## OBJECTIVES
a – In the post on expected winnings below, how much money do you get each time you win two games in a row?
b – Carry on with the post on expected winnings below, starting after its last line.

## EXTRACTED TEXT

──────────

You play a sequence of $s$ games, where $s ≥ 2$ is fixed. The outcomes of the various games are independent of each other. The probability that you will win the $k$th game is $\frac{1}{k}$ for $k = 1, 2, . . . , s$. You get one dollar each time you win two games in a row. What is the expected value of the total amount you will get?
I can write the total profit like $\sum_{k=2}^{s}A_k$, with $A_k$ the profit in the $k$th game. I have to find the expected value of the total profit, so $\mathbb{E}[\sum_{k=2}^{s}A_k]=\sum_{k=2}^{s}\mathbb{E}[A_k]$.
Let $V\perp F$ be the events that I win and I loss. Since $\mathbb{P}(V_1)=1$:
$\mathbb{E}[A_1=1]=\mathbb{P}(A_1=1)=\mathbb{P}((V_1)V) =\mathbb{P}(V)=\frac{1}{2},k=1$
$\mathbb{E}[A_2=1]=\mathbb{P}(A_2=1)=\mathbb{P}((V_1)VV) =\mathbb{P}(VV)=\frac{1}{2}\frac{1}{3},k=2$.

──────────

## PROVIDED MATERIAL

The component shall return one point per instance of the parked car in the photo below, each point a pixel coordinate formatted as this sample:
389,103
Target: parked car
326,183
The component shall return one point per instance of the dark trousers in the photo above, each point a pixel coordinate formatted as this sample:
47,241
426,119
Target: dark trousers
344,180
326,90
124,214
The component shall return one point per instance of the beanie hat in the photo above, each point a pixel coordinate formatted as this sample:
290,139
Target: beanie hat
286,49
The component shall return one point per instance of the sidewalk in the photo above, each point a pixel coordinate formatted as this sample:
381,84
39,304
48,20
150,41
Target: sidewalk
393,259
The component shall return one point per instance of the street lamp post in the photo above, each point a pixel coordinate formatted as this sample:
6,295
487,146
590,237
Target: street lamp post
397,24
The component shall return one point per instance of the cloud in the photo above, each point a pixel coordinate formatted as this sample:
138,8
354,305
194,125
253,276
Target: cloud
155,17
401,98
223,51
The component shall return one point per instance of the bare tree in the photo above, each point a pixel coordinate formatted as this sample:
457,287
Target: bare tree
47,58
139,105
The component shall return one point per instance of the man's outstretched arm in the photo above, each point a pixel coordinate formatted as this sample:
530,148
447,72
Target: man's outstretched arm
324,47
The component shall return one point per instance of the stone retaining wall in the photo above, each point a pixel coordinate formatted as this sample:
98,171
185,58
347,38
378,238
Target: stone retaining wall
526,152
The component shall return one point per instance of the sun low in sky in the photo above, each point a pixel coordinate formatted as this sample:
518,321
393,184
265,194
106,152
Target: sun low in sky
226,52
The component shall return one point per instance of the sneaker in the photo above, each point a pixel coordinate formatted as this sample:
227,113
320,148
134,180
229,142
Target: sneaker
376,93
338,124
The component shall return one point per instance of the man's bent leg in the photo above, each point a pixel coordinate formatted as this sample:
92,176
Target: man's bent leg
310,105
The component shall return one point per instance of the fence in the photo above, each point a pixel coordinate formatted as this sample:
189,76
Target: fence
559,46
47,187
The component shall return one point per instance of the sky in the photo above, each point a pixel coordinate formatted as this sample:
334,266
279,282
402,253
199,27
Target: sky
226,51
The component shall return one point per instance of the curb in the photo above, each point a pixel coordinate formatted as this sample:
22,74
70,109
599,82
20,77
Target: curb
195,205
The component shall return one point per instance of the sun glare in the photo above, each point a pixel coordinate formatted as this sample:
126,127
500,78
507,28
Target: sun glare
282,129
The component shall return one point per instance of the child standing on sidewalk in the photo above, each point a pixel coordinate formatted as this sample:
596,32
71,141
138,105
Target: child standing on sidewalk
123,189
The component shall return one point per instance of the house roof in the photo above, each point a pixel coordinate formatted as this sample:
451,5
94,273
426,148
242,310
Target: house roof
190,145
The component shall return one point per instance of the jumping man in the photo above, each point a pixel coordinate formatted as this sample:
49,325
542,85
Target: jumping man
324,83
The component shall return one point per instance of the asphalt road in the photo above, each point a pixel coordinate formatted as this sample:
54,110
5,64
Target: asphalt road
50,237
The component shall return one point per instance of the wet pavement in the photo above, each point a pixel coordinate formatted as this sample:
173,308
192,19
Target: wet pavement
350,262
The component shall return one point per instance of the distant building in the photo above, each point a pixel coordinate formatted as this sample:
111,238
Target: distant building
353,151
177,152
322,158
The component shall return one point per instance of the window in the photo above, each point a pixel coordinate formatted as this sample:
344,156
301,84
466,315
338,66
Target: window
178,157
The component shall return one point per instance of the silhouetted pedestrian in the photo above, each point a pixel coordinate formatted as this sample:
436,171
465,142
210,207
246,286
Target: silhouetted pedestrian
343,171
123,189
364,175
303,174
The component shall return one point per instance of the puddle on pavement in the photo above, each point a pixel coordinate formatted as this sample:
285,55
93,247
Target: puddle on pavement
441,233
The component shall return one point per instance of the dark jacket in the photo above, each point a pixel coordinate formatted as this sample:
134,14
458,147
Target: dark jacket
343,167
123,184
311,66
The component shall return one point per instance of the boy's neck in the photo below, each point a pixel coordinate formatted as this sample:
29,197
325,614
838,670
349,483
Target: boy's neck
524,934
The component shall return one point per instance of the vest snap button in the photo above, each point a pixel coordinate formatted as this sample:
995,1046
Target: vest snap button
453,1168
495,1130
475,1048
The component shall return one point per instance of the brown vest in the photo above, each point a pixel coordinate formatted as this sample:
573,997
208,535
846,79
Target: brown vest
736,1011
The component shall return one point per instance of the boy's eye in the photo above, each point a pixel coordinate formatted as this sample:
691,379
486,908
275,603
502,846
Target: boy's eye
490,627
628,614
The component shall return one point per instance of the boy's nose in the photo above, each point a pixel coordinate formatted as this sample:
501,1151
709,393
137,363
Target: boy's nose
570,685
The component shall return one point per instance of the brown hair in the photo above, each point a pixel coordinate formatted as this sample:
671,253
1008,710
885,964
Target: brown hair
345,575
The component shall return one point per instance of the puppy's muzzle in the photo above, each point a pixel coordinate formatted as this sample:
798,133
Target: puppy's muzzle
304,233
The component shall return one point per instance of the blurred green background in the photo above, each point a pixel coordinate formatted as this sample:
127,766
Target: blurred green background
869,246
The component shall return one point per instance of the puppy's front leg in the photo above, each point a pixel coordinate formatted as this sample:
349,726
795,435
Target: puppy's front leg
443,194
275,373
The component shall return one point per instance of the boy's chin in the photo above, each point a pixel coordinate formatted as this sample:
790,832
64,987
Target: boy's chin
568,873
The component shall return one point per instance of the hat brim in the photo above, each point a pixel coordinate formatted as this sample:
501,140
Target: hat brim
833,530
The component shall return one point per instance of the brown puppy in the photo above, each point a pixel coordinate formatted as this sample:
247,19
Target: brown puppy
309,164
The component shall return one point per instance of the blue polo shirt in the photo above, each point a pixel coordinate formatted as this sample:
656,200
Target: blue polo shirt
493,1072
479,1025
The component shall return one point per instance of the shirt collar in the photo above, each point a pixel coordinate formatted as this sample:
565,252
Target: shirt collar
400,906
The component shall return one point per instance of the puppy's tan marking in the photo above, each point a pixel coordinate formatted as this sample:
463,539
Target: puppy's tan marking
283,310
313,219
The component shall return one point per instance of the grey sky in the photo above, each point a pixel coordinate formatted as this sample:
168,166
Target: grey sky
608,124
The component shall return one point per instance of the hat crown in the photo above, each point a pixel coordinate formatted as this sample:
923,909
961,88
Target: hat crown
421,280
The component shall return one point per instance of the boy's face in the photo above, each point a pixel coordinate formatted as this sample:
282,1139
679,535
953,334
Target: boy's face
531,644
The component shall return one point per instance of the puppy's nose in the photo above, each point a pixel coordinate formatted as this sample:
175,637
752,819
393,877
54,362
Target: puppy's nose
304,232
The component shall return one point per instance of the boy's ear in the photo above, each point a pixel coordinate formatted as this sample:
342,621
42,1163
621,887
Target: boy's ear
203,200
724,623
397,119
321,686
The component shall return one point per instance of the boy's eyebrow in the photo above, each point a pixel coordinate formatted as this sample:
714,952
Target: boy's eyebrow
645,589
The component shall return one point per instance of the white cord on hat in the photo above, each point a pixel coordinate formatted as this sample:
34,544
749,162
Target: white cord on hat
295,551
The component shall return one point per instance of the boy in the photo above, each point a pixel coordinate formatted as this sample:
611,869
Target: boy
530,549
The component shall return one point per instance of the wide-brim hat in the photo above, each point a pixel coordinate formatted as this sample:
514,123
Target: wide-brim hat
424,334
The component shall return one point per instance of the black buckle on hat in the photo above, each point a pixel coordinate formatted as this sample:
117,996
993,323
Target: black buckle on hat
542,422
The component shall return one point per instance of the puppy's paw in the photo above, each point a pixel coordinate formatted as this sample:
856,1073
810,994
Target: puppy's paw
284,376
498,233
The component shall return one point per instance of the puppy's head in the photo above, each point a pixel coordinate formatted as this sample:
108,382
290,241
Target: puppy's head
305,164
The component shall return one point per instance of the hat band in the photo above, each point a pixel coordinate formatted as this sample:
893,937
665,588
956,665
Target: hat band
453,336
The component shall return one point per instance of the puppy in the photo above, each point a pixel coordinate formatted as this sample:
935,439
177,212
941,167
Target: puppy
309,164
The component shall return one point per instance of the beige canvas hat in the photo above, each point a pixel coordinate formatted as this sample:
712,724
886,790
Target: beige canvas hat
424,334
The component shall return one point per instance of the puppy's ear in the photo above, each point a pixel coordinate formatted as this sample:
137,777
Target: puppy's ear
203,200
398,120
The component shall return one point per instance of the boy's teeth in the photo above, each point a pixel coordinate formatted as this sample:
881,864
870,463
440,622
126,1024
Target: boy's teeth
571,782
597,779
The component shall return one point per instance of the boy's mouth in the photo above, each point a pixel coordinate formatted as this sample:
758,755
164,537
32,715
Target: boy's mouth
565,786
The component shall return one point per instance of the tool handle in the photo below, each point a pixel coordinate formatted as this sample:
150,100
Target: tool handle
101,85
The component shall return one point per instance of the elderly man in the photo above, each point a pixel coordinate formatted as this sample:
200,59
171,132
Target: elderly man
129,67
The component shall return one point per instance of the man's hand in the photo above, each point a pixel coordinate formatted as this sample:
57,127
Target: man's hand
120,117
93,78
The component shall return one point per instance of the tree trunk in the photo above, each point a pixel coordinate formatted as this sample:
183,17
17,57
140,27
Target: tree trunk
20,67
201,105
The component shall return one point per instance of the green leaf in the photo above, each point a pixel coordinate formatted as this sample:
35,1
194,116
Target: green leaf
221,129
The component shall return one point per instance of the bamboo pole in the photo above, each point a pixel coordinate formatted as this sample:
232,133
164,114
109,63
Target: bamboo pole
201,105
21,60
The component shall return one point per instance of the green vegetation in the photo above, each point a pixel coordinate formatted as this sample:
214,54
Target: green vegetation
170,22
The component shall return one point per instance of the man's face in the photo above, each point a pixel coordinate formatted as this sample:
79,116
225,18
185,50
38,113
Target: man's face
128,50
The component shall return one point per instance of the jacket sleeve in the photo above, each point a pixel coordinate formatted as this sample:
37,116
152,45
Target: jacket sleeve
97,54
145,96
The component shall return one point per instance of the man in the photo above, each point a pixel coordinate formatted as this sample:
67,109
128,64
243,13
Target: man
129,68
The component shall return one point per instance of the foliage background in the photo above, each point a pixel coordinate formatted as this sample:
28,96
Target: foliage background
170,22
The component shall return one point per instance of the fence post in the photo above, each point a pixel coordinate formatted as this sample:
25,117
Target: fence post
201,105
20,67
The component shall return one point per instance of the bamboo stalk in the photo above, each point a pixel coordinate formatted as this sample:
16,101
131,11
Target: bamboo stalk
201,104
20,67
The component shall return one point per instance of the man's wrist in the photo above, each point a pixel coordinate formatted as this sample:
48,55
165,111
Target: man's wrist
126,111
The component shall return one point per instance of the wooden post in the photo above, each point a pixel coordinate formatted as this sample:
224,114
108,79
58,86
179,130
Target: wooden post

──────────

## TASK RESPONSES
a – One dollar.

b –
So $\mathbb{E}[A_k=1]=\frac{1}{k(k+1)},k\in [1;2]$. Now I can imagine $\mathbb{E}[A_3=2]=\operatorname{1$}+\mathbb{E}[A_3=1]$, so $\mathbb{E}[A_k]=\frac{1}{k(k+1)}$.
The problem is: how do I calculate $\sum_{k=2}^{s}\frac{1}{k(k+1)}$?
Thanks in advance.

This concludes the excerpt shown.